• **SOURCE PASSAGE**:
Overall, this is a good piece that reports on a recent study that found policosanol to have no effect on low density lipoprotein (LDL) cholesterol levels. This observation differs from the previously published work on this compound, most of which has been conduced by a single research group in Cuba.
Although this product is readily available as a nutritional supplement, this new study calls into question the whether policosanol has any benefit in terms of reducing LDL cholesterol.
This article failed to mention some of the pharmaceutical and lifestyle interventions that have actually been demonstrated to reduce LDL cholesterol. This is one weakness in the article — there is ample evidence regarding other prescription medications that do improve LDL cholesterol — and alternative treatments . These should have been mentioned.
There were no cost estimates for policosanol either as sole ingredient supplement or when included in a multi-vitamin preparation.
The article reported that there was no difference in LDL cholesterol levels after 12 weeks of treatment between the ‘dummy pill’ and policosanol group.
The article neglected to mention that the study reported no severe adverse effects of policosanol.
Although policosanol was reported to be ineffective in lowering LDL cholesterol, the article failed to explicitly mention that – by definition – a harm of treatment is inadequate treatment of elevated LDL cholesterol.
This article reports on the findings of a recent study published in the Journal of the American Medical Association (JAMA). It reported on the controversy that policosanol has previously been reported to reduce LDL cholesterol in studies sponsored by the Cuban sugar cane industry and Cuban government. – But the results of the new study differ markedly from these.
This article did not appear to engage in disease-mongering.
This piece included comments from several sources, including a spokesperson from the manufacturer of One-A-Day vitamins which contains policosanol in at least one formulation and a quote from a spokesperson from a trade group with interest in supplement sales. In addition, it appears that an attempt was made to get a statement from the Cuban scientific center that has sponsored the studies in Cuba of this compound.
This article failed to mention some of the pharmaceutical and lifestyle interventions that have actually been demonstrated to reduce LDL cholesterol. This is one key weakness in the article — there is ample evidence regarding other prescription medications that do improve LDL cholesterol — and alternative treatments . These should have been mentioned.
The article mentioned that this supplement is widely available from internet as well as brick and mortar stores. It would have been helpful to explicitly state that policosanol is available over-the-counter without a prescription.
As a nutritional supplement, policosanol requires no FDA approval for sale, information that would have been informative to include as well.
Although policosanol has been suggested by some as a natural substance that can be used to reduce cholesterol, the novelty reported on in this article was that a carefully designed study found it not effective in lowering LDL cholesterol.
It’s clear that the story did not rely solely on a news release, because at least one comment in the story came from the journal article’s “Discussion” section, and was not included in the JAMA news release.

• **TASK SET**:
[1] According to the policosanol review, after how many weeks of treatment was there no difference in LDL cholesterol levels between the policosanol group and the "dummy pill" group?
[2] Please copy the part of the policosanol review starting with "This article reports" and going on through "markedly from these.", swapping "controversy" for "dispute".
The lines that come next have nothing to do with this exercise.

• **GIVEN INFORMATION**:
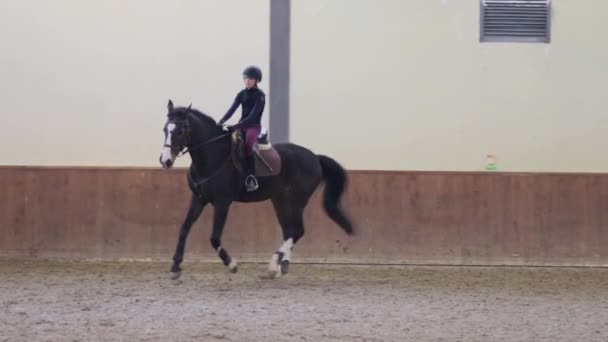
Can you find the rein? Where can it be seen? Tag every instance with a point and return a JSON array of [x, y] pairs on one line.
[[204, 143]]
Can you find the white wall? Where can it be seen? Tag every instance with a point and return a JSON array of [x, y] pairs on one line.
[[406, 85], [87, 82]]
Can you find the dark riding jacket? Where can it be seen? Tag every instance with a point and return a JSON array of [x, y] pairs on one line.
[[253, 102]]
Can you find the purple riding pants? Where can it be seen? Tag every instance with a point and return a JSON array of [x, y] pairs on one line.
[[251, 136]]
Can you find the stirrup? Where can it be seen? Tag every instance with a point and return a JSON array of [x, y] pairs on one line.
[[251, 183]]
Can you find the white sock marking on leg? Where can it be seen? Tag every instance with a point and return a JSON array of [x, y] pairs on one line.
[[166, 152], [286, 249]]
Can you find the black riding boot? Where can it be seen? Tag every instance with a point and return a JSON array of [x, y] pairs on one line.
[[251, 182]]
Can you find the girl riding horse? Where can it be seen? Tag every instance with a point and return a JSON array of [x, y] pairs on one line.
[[252, 99]]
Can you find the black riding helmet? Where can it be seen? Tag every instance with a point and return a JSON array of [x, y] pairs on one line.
[[253, 72]]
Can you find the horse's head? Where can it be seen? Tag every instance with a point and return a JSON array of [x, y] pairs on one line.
[[177, 134]]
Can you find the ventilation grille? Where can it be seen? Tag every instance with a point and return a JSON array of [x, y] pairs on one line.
[[515, 20]]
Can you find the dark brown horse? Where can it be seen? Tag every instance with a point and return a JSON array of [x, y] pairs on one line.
[[215, 178]]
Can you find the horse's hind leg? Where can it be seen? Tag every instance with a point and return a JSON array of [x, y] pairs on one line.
[[291, 220], [195, 210], [219, 219]]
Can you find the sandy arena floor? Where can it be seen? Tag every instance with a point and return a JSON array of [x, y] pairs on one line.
[[86, 301]]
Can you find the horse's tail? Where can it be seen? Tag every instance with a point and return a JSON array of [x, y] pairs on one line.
[[335, 183]]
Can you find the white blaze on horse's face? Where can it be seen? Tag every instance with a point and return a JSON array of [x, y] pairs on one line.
[[167, 157]]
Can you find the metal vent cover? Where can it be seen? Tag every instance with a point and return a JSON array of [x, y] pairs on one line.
[[515, 21]]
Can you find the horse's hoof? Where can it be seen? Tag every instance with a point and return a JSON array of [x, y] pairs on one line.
[[284, 266], [269, 275], [233, 267]]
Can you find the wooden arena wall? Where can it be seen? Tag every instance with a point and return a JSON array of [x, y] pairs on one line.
[[400, 217]]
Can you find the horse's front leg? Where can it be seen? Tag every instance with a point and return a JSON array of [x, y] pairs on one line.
[[219, 219], [194, 212]]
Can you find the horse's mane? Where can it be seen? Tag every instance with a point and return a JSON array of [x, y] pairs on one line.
[[183, 112]]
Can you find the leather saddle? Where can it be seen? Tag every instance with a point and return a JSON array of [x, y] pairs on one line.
[[267, 159]]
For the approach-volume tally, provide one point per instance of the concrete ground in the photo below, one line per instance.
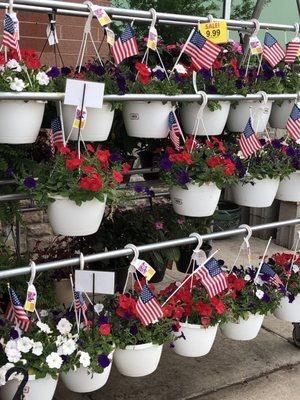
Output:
(266, 368)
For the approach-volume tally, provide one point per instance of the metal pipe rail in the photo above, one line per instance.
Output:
(149, 97)
(9, 273)
(62, 7)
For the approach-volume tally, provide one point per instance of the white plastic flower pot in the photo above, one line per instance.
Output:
(20, 121)
(196, 201)
(98, 124)
(259, 194)
(147, 119)
(198, 340)
(239, 116)
(81, 381)
(69, 219)
(213, 121)
(35, 389)
(244, 329)
(280, 114)
(139, 360)
(289, 188)
(288, 311)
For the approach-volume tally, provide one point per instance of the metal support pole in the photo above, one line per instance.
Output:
(82, 10)
(9, 273)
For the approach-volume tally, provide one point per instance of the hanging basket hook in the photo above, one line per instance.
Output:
(135, 251)
(200, 240)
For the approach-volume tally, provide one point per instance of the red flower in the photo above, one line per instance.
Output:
(203, 309)
(88, 169)
(126, 167)
(104, 329)
(73, 163)
(144, 73)
(229, 167)
(92, 183)
(214, 161)
(90, 148)
(118, 177)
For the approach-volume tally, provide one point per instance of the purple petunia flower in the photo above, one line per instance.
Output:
(14, 334)
(138, 188)
(53, 72)
(165, 163)
(29, 182)
(133, 330)
(103, 361)
(183, 177)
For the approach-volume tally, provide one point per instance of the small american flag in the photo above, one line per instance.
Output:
(274, 278)
(126, 46)
(292, 50)
(16, 313)
(56, 134)
(148, 307)
(9, 35)
(212, 277)
(249, 142)
(201, 51)
(175, 130)
(272, 51)
(293, 124)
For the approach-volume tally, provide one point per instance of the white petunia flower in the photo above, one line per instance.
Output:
(68, 347)
(44, 327)
(64, 326)
(24, 344)
(17, 85)
(180, 69)
(85, 359)
(259, 293)
(42, 78)
(13, 64)
(295, 268)
(98, 308)
(37, 348)
(54, 360)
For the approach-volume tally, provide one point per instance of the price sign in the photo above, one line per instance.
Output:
(215, 31)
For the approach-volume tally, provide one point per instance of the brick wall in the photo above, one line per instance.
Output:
(69, 31)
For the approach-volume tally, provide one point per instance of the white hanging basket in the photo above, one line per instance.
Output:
(288, 311)
(260, 194)
(214, 121)
(69, 219)
(98, 124)
(280, 114)
(139, 360)
(81, 381)
(244, 329)
(35, 389)
(239, 116)
(147, 119)
(196, 201)
(289, 188)
(20, 121)
(198, 340)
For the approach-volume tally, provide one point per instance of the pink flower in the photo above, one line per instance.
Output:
(159, 226)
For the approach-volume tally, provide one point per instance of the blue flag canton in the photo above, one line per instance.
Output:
(295, 114)
(266, 269)
(213, 267)
(269, 40)
(9, 24)
(56, 125)
(127, 34)
(198, 40)
(248, 131)
(172, 119)
(146, 294)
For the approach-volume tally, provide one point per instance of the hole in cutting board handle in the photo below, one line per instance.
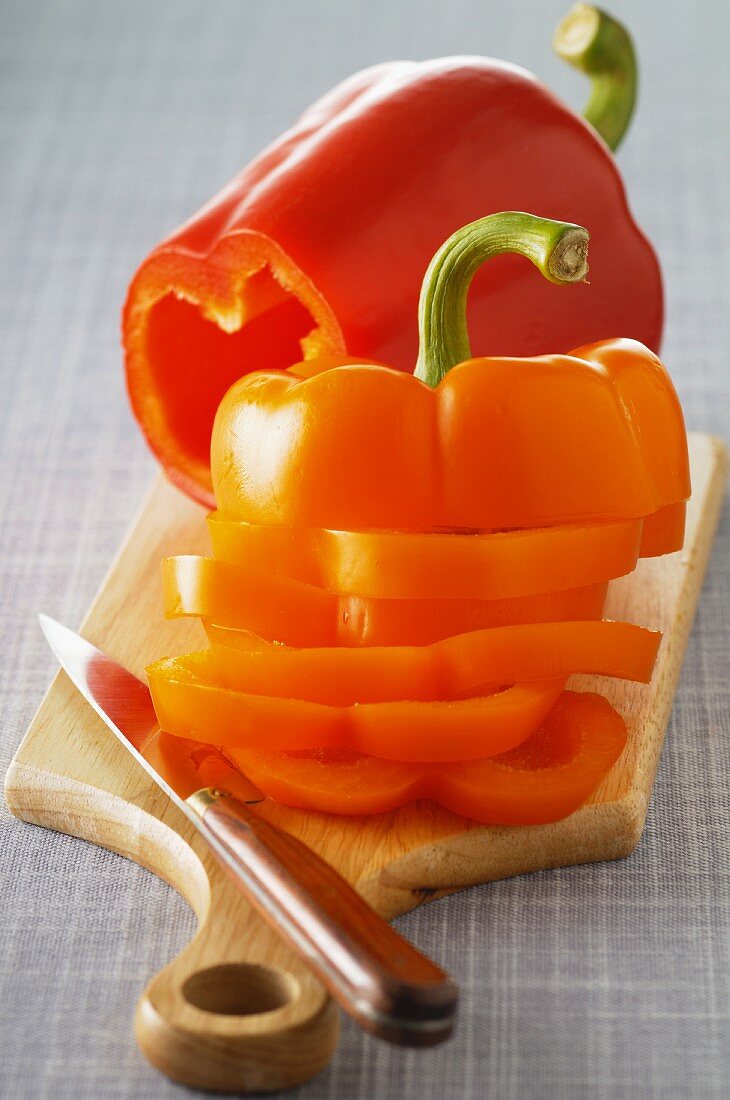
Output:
(240, 989)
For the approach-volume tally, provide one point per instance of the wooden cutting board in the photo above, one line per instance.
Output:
(236, 1010)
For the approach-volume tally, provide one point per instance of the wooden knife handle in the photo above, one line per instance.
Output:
(377, 977)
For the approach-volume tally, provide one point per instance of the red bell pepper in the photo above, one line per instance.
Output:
(320, 244)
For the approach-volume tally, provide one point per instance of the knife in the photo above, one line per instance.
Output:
(377, 977)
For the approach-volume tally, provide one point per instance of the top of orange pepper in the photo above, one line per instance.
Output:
(467, 442)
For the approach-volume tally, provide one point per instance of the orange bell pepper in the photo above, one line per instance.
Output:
(544, 779)
(457, 667)
(190, 703)
(214, 696)
(297, 614)
(494, 442)
(416, 565)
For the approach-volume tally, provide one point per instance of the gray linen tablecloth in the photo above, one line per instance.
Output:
(117, 120)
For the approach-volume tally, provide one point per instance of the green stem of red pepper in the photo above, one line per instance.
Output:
(594, 43)
(556, 248)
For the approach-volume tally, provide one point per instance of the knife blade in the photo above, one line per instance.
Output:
(383, 981)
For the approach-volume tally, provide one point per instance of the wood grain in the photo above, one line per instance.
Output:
(236, 1010)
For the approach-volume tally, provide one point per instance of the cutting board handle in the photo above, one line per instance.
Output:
(220, 1018)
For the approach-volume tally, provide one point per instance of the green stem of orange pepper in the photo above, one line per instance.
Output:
(594, 43)
(556, 248)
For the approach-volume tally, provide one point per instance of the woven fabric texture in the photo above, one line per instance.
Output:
(117, 121)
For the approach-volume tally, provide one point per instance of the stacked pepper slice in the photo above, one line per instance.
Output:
(407, 569)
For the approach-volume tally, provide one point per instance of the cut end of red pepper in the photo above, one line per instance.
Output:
(194, 325)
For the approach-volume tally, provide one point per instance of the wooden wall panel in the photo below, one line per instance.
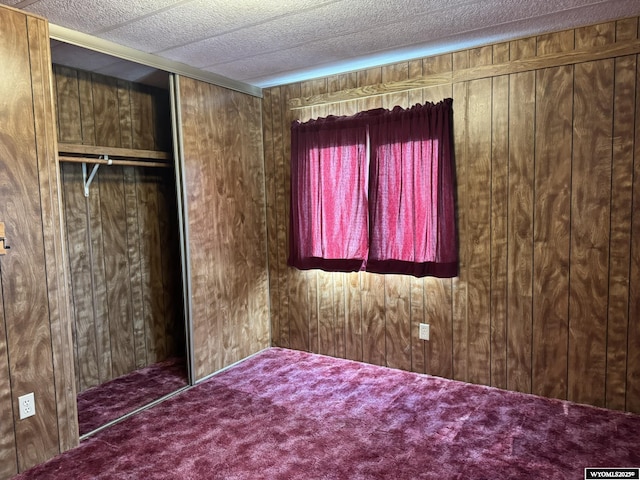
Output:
(127, 310)
(499, 215)
(621, 217)
(225, 203)
(590, 205)
(35, 335)
(545, 301)
(519, 216)
(632, 394)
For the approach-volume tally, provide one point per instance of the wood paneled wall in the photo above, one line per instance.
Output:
(123, 239)
(225, 203)
(548, 296)
(35, 334)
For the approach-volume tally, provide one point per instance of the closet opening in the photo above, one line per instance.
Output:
(122, 233)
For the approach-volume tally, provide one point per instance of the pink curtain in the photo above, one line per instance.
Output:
(411, 195)
(329, 210)
(392, 213)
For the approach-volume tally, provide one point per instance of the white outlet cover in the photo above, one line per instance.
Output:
(27, 405)
(423, 333)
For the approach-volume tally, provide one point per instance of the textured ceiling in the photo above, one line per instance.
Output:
(271, 42)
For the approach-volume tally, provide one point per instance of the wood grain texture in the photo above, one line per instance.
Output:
(23, 272)
(478, 140)
(552, 231)
(621, 218)
(224, 174)
(499, 223)
(590, 231)
(8, 450)
(520, 218)
(52, 227)
(125, 311)
(600, 48)
(524, 191)
(632, 394)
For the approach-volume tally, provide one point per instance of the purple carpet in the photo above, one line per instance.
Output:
(285, 414)
(99, 405)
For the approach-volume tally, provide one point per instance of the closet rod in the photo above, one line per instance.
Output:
(123, 163)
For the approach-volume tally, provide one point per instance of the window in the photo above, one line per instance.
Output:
(375, 192)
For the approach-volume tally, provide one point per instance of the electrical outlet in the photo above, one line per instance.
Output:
(27, 405)
(423, 334)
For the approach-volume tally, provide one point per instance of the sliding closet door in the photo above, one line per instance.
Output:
(222, 179)
(31, 313)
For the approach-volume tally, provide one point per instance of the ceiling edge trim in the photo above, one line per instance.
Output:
(90, 42)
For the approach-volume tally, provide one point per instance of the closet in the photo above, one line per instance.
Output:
(160, 252)
(122, 237)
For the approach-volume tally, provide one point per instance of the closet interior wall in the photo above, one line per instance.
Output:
(123, 238)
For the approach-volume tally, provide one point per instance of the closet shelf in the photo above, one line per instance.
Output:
(71, 152)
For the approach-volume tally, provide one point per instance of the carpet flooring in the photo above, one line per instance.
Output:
(285, 414)
(100, 405)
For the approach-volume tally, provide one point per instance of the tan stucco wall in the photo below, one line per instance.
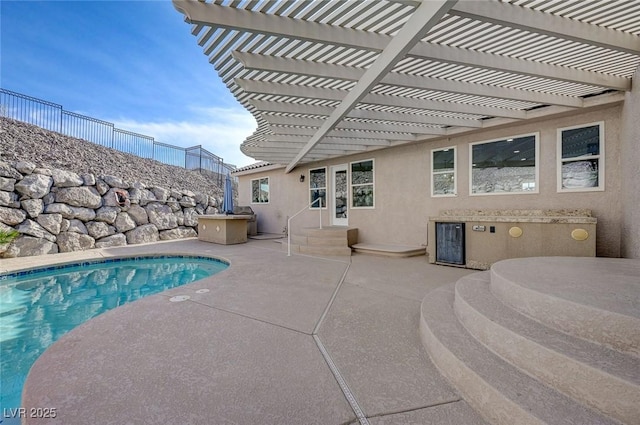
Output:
(403, 202)
(630, 163)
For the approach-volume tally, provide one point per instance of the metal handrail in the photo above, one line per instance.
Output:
(289, 223)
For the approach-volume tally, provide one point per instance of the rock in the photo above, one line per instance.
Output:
(62, 178)
(34, 186)
(57, 208)
(88, 179)
(26, 246)
(6, 170)
(187, 201)
(114, 240)
(138, 214)
(76, 226)
(24, 167)
(110, 198)
(31, 228)
(162, 216)
(49, 198)
(178, 233)
(84, 196)
(161, 193)
(9, 199)
(71, 241)
(143, 234)
(33, 207)
(99, 229)
(190, 217)
(179, 217)
(12, 216)
(7, 184)
(50, 222)
(102, 187)
(124, 222)
(107, 214)
(114, 181)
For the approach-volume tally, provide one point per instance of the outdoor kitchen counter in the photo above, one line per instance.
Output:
(223, 229)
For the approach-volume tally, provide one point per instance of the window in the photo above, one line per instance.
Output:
(362, 184)
(318, 187)
(260, 190)
(443, 172)
(581, 158)
(505, 166)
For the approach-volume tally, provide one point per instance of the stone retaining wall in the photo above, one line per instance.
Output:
(61, 211)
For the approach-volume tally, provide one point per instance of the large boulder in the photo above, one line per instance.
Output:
(114, 181)
(34, 186)
(178, 233)
(33, 207)
(83, 196)
(124, 222)
(71, 241)
(31, 228)
(99, 229)
(138, 214)
(7, 184)
(26, 246)
(12, 216)
(84, 214)
(62, 209)
(143, 234)
(9, 199)
(50, 222)
(114, 240)
(107, 214)
(63, 178)
(190, 217)
(162, 216)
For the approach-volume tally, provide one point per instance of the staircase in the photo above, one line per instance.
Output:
(330, 241)
(552, 340)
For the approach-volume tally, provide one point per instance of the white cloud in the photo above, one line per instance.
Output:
(218, 130)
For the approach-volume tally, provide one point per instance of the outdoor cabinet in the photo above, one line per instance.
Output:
(450, 243)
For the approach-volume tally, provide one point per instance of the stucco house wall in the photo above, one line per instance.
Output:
(403, 201)
(630, 164)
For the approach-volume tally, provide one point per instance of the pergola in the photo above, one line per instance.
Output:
(329, 78)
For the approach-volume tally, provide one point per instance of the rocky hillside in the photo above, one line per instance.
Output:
(24, 142)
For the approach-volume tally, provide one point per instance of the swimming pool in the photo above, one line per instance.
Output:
(37, 307)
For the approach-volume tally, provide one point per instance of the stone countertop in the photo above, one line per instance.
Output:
(516, 219)
(225, 217)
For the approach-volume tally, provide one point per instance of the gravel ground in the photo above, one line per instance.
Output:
(48, 149)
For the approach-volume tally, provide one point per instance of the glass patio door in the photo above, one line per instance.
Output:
(340, 195)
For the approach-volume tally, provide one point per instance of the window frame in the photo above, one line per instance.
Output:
(311, 189)
(455, 173)
(600, 157)
(259, 179)
(536, 136)
(372, 184)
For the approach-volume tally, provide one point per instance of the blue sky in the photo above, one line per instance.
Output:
(130, 62)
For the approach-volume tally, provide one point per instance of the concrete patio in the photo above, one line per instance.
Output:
(276, 340)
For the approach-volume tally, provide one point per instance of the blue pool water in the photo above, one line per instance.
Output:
(38, 307)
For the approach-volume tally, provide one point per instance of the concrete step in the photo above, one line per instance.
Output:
(499, 391)
(330, 251)
(389, 250)
(596, 376)
(597, 299)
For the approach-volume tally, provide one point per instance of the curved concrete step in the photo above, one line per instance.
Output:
(597, 376)
(597, 299)
(499, 391)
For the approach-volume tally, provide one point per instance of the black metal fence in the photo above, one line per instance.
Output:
(52, 116)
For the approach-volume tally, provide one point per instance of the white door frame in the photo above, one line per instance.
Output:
(343, 219)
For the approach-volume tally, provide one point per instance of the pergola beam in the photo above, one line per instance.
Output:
(426, 16)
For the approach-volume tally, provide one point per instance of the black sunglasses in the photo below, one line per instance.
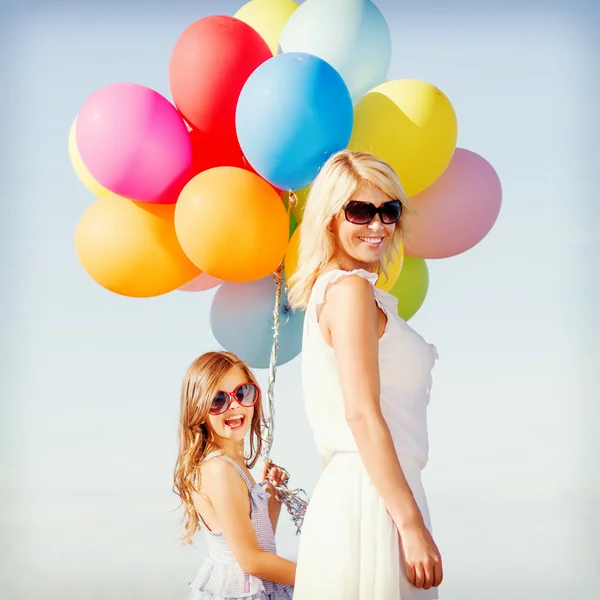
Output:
(362, 213)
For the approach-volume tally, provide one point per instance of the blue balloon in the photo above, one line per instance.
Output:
(293, 113)
(241, 319)
(351, 35)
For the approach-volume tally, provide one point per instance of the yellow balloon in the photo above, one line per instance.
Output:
(384, 283)
(411, 125)
(268, 18)
(130, 248)
(81, 170)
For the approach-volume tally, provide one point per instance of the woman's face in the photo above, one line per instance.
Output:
(235, 422)
(362, 246)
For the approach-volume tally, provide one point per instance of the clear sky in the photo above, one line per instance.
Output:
(90, 380)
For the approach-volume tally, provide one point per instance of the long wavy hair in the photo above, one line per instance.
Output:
(200, 385)
(339, 179)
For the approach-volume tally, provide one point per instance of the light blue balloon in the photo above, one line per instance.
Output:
(293, 113)
(241, 318)
(351, 35)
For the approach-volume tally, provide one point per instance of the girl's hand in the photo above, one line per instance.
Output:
(421, 556)
(273, 475)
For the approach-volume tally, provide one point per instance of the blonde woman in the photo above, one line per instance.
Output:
(366, 377)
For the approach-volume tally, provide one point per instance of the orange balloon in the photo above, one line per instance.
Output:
(130, 248)
(232, 224)
(384, 283)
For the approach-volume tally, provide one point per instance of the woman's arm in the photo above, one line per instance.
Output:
(228, 495)
(350, 318)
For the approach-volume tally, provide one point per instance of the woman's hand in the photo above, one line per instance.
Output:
(273, 475)
(421, 556)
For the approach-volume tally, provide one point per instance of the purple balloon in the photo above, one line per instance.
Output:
(457, 211)
(134, 142)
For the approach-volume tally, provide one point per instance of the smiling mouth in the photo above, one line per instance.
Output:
(235, 422)
(372, 241)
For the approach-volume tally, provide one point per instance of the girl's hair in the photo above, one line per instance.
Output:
(339, 179)
(200, 385)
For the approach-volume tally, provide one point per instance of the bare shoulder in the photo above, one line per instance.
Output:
(220, 475)
(349, 290)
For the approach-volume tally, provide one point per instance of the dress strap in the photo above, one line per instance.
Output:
(326, 280)
(239, 469)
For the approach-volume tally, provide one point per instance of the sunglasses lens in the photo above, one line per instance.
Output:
(390, 212)
(360, 213)
(219, 404)
(246, 394)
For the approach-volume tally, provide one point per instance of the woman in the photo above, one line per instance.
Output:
(366, 376)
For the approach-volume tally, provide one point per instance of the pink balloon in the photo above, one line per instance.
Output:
(203, 282)
(457, 211)
(134, 143)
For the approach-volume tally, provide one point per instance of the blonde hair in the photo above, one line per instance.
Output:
(200, 385)
(339, 179)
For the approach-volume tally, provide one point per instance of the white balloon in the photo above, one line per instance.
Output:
(351, 35)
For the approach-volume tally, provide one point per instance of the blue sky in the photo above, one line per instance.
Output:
(90, 381)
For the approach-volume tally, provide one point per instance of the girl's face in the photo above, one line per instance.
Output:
(362, 246)
(235, 422)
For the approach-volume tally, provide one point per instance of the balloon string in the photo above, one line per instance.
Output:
(296, 501)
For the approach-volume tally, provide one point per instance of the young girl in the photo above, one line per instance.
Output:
(220, 404)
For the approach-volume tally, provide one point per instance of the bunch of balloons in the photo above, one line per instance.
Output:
(192, 193)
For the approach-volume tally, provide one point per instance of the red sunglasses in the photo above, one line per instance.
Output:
(245, 394)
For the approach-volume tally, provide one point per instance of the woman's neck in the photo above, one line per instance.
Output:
(349, 264)
(231, 448)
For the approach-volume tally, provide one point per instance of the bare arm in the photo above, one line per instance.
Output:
(228, 495)
(350, 319)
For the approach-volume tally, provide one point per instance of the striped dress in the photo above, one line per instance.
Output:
(221, 577)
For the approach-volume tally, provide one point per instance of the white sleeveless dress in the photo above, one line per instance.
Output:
(349, 547)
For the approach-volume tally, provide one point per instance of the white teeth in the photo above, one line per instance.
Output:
(234, 419)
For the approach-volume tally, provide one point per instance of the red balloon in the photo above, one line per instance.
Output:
(210, 64)
(209, 152)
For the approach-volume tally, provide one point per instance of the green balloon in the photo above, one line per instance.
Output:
(299, 208)
(293, 223)
(411, 286)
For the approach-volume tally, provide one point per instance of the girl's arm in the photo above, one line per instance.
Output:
(229, 497)
(350, 318)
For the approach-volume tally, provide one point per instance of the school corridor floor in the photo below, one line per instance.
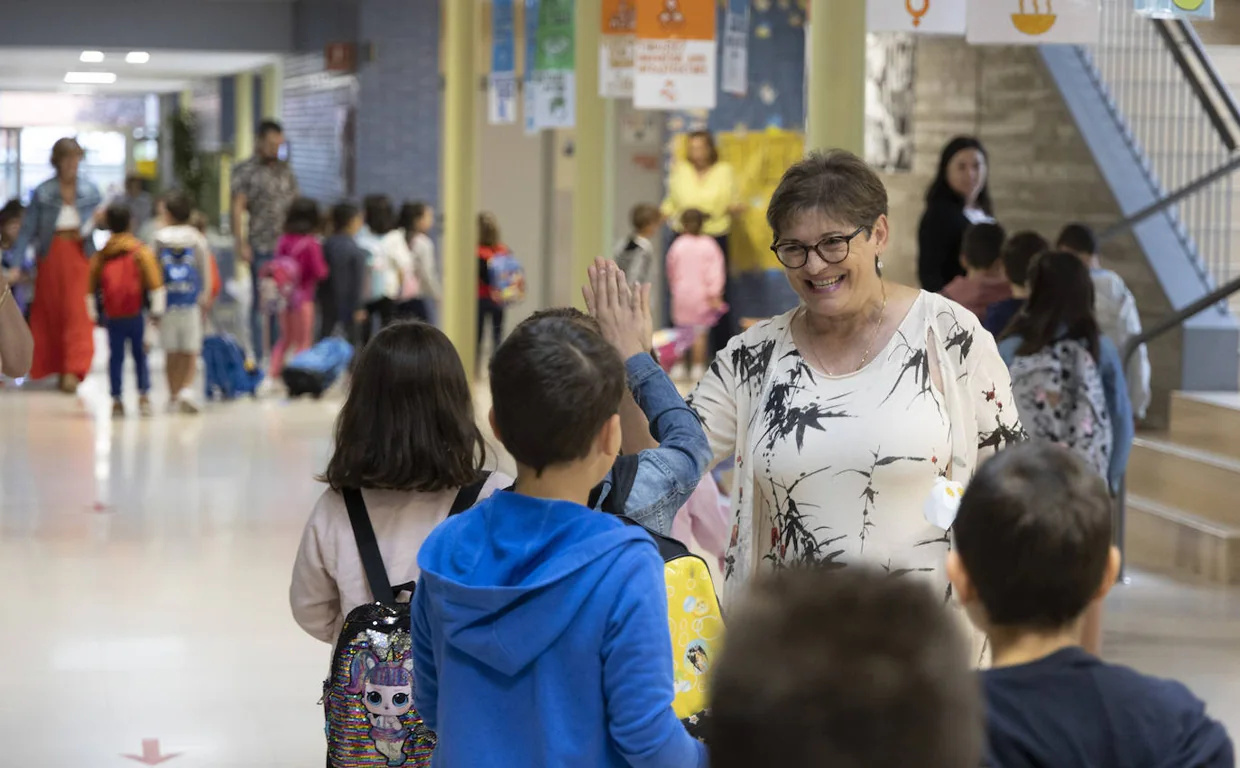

• **OUTPUTS IN ORDER**:
[1] After 12 weeks of treatment.

[2]
This article reports on the findings of a recent study published in the Journal of the American Medical Association (JAMA). It reported on the dispute that policosanol has previously been reported to reduce LDL cholesterol in studies sponsored by the Cuban sugar cane industry and Cuban government. – But the results of the new study differ markedly from these.